Data records:
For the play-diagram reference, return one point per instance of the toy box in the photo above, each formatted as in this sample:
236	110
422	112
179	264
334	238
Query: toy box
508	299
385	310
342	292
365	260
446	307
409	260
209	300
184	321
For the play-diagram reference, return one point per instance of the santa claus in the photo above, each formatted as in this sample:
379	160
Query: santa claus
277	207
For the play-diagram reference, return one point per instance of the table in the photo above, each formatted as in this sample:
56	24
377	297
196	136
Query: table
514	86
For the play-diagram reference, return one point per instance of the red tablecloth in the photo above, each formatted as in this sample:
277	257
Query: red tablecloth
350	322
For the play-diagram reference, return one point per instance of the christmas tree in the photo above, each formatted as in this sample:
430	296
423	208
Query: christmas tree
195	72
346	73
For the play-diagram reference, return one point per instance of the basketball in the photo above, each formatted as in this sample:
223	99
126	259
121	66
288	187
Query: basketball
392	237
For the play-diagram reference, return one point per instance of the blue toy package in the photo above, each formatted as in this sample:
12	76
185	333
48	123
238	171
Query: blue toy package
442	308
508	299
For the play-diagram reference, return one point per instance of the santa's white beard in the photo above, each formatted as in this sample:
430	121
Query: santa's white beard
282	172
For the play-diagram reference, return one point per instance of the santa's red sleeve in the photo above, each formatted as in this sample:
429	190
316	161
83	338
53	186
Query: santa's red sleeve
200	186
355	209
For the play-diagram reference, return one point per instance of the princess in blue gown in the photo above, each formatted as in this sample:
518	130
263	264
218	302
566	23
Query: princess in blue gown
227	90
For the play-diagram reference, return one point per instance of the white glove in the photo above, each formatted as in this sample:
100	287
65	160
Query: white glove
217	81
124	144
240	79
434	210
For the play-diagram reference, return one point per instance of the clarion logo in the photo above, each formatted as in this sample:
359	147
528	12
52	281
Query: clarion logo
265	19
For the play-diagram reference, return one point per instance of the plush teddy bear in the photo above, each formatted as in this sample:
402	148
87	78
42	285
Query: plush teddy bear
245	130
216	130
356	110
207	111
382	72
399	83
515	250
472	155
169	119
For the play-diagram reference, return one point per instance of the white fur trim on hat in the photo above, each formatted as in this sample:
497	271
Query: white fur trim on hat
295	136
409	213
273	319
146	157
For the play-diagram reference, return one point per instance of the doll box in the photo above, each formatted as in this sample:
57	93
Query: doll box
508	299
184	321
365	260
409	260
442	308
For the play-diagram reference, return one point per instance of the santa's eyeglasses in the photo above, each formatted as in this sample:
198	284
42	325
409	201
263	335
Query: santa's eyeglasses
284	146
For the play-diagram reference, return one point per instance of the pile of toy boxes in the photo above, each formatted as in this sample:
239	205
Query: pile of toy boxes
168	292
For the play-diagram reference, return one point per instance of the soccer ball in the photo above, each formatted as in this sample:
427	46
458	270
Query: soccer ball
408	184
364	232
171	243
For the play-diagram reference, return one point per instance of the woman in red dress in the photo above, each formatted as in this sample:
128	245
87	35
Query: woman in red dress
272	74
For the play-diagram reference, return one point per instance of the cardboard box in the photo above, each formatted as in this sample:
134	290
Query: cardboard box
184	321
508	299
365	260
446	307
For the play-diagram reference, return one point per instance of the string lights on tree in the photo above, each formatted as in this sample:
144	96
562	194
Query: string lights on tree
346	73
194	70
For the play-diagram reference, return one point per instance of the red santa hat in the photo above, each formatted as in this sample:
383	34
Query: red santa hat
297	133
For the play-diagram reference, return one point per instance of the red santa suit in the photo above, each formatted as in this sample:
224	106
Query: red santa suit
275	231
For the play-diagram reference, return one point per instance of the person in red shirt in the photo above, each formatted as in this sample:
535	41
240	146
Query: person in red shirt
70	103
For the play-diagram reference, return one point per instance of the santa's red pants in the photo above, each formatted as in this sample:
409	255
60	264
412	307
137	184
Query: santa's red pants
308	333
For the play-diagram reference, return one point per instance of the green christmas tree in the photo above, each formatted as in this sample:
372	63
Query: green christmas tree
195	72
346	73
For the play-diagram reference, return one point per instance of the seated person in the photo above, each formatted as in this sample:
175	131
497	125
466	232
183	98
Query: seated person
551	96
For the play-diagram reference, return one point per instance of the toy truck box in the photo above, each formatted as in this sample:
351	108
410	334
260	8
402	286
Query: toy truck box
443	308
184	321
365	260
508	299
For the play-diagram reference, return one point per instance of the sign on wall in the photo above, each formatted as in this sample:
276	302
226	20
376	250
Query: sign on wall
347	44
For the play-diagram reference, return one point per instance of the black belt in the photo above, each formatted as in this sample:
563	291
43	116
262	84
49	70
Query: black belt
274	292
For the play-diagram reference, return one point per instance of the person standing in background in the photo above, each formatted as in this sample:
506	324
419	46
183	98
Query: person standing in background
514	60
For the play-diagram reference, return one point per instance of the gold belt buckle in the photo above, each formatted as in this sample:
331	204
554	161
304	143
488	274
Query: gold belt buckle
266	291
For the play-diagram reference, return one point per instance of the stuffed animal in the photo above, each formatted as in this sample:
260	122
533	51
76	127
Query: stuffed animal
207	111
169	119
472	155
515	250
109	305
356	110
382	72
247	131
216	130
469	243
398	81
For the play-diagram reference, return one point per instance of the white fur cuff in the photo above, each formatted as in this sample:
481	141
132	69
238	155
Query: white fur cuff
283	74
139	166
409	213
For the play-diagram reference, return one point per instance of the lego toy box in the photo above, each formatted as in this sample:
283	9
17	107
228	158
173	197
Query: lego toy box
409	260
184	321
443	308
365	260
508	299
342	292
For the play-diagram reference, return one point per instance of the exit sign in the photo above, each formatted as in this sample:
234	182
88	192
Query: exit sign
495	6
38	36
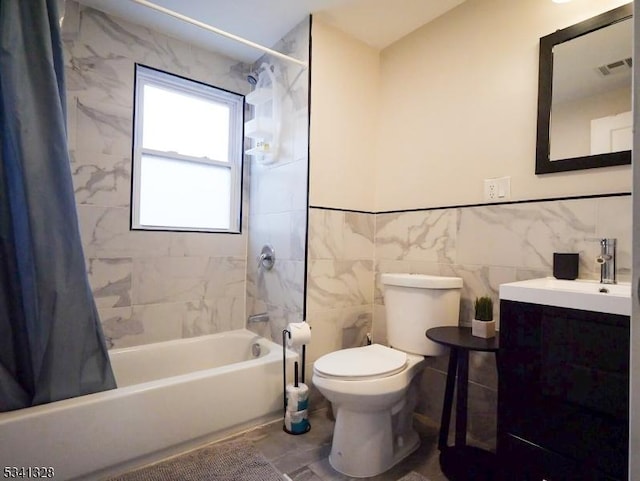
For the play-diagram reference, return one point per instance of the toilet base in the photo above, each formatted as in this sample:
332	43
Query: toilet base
364	445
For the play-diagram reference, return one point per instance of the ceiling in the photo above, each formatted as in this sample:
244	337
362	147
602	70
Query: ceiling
378	23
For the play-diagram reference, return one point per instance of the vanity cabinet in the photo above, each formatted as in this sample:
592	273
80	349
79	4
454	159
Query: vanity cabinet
563	394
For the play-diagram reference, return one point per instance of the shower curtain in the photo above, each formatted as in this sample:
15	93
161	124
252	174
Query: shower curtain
51	342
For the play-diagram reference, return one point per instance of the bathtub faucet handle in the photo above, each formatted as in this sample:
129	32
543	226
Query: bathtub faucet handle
267	257
262	317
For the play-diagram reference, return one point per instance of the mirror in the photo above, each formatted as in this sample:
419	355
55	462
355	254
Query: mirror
584	94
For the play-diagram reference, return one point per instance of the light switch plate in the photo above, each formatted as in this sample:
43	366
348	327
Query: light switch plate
497	189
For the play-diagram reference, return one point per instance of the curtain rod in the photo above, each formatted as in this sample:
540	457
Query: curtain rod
218	31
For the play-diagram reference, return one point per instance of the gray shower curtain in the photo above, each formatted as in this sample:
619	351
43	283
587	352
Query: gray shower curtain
51	342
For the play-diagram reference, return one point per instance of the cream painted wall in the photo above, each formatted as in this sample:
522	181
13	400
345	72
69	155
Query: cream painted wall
458	98
344	117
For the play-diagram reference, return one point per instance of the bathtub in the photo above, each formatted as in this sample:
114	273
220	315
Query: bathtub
170	396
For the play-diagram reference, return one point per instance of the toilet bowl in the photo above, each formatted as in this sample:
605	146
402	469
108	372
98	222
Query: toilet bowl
374	389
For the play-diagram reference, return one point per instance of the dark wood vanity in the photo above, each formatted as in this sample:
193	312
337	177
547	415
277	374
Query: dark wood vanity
563	394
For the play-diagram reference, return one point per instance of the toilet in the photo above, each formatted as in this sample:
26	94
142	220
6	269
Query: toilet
373	389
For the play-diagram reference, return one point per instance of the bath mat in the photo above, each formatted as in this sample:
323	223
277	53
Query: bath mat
413	476
230	461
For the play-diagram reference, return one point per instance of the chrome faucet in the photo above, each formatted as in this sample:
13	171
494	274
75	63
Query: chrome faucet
607	261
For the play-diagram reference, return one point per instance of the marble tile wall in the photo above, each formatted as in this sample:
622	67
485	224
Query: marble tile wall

What to work on: Extract exactly the lines between the line containing "of the curtain" and the end of the data, including both.

Exercise answer:
For the play-diagram reference, return one point per instance of the curtain rod in the photo above, each formatted as in this sample:
540	457
Query: curtain rod
218	31
For the play-diagram reference, return one point per instance of the gray shower curtain in the photo above, each formatted as in this sample:
619	351
43	283
587	352
Query: gray shower curtain
51	342
For the play-diagram reference, return one point per instance of the cream painted wall in the photo above, each formatted as in this sample:
522	181
13	400
345	72
69	155
Query: cream painted wall
458	98
344	117
For the play-diagram reference, return one point per instance of the bathtub in the photo above, each formatted as in this sample:
114	273
220	315
Query: bathtub
170	396
For the play-diagram reference, return one point per instance of the toilet bowl in the photo above, each formatted as in this sample:
605	146
402	469
108	372
98	222
Query: toilet bowl
374	389
For the play-diagram reference, return one point per instance of the dark wood vanity in the photo above, each formatted as in this sample:
193	312
337	177
547	415
277	374
Query: dark wood vanity
563	394
For the play-diagram reference, return one point per instance of the toilet in the photo above, each formatted as in this sample:
26	94
142	220
6	269
Query: toilet
373	389
For the play-diagram reference, return one point per instance of the bath mat in the photo above, each formatted as in this sample:
323	223
277	53
Query: bath mat
413	476
230	461
For the play-diagram reference, return one point per instance of the chrome faucet in the photo above, each formatted as in this sample:
13	171
494	274
75	63
Query: chrome faucet
607	261
For the play-diagram reference, return one point per instance of the marble tile wall in the photo above, each formatted as in this sample:
622	67
485	224
Query: marble tile wall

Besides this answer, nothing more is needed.